* **Source text**
════════════════════

Producers began to emerge in Maputo due to private initiatives. The production of documentaries and advertisements for the innumerable NGOs that work in the country are their bread and butter. While short films are emerging, nobody dares speak of a Mozambican film industry.

“An industry presupposes a value chain, that we yet to have in Mozambique,” says João Ribeiro, director of The Last Flight of the Flamingo, which premiered at the Cannes Film Festival in 2010.

Cinematic legislation forces international producers to establish partnerships with local producers, who are often unable to survive on their artistic ambitions.

“The fundamental structure of a Mozambican producer is to produce institutional documentaries and advertisements in order to fundraise to be able to produce their own work,” says Renato Chagas, a Portuguese director, who moved to Mozambique six years ago during the country’s boom years due to American and European investments.

In April 2006, Maputo was brought to a standstill with the filming of Blood Diamond, directed by Edward Zwick. The film, which starred Leonardo DiCaprio, had an estimated budget of $100 million, according to IMDb.

════════════════════

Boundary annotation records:

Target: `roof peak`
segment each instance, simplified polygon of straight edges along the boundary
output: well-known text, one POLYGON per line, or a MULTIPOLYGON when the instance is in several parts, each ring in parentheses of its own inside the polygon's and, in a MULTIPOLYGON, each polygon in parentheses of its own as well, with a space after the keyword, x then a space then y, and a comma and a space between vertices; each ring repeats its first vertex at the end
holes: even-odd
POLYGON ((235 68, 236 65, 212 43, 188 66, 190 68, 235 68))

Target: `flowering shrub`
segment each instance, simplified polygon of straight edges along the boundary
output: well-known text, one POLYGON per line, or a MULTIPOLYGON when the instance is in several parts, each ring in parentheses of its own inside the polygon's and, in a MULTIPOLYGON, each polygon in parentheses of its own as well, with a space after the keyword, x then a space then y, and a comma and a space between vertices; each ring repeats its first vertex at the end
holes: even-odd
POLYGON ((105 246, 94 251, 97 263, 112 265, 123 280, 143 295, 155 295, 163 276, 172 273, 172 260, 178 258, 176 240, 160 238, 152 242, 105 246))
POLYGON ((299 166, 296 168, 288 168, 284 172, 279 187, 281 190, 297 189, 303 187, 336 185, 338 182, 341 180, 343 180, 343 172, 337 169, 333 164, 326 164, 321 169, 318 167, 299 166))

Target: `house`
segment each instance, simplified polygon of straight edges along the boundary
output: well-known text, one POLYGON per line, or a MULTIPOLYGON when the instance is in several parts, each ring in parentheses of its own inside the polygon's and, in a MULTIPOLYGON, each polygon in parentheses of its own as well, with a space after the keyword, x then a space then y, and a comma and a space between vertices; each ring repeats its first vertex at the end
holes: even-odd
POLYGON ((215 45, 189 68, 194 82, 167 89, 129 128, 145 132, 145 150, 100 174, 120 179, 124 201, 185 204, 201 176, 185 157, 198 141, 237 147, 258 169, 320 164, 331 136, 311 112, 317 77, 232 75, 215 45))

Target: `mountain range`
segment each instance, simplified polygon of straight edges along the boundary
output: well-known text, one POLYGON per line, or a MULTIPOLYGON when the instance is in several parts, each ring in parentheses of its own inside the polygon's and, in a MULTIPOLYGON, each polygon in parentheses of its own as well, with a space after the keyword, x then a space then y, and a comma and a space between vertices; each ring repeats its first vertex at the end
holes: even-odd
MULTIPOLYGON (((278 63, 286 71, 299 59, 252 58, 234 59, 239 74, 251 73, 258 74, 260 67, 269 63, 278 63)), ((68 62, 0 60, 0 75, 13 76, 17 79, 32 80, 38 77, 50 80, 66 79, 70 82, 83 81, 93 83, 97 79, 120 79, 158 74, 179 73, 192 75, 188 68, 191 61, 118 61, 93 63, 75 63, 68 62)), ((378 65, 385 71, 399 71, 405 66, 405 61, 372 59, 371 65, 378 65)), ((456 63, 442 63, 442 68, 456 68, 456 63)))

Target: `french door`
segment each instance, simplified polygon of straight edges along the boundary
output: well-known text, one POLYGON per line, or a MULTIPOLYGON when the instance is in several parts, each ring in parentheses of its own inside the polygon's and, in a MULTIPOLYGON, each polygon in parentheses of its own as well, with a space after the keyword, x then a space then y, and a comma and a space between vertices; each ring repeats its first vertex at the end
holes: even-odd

════════════════════

* **Problems to work on**
1. Where did The Last Flight of the Flamingo premiere, according to the text on Mozambican filmmaking?
2. Resume the text on Mozambican filmmaking, continuing after its final sentence.

* **Results**
1. At the Cannes Film Festival in 2010.

2.
“In four months, eight million dollars was spent in Mozambique in hard cash. Just downtown, in the capital, a million was spent on renting out stores and closing down streets,” says Ribeiro, who worked as executive director on the film.

Yet, the millions Hollywood brought to Mozambique had a perverse effect. The costs of production elevated exponentially once local authorities, such as the Maputo municipality, grossly increased the prices of road rental. Mozambican producers are also all too familiar with excessive bureaucracy as a result.

“Filming in Mozambique is a headache. Before we begin filming, we have to fulfill a series of requirements with the different organizations, like INAC or the Ministry of Interior,” says producer Mickey Fonseca.

“Mozambique is not film friendly,” added his colleague Pipas Forjaz.

The two men, who have won numerous international awards for their documentaries, established a production company, Mahla Filmes, in 2009. Both were recently involved in the production of Caught in a Flight, by Oliver Hirschbiegel. Due to Mozambique’s appeal to cinematographers, the biographical film, which cost $32 million, lends its landscapes to Angola to tell the story of Princess Diana’s final years.

“We have a unique reality: architecture from the ’50s and ’60s that, still today, is hard to find in other cities. Furthermore, we have virgin landscapes and social stability,” says Ribeiro.

The Mozambican Law of Cinema, which will be voted on this year, continues to lack consensus. According to INAC, Mozambique produces around 25 works, either documentaries or films, annually. Finding a way to bring long-term sustainability to these productions is the key to creating a Mozambican film industry. But, how to achieve it?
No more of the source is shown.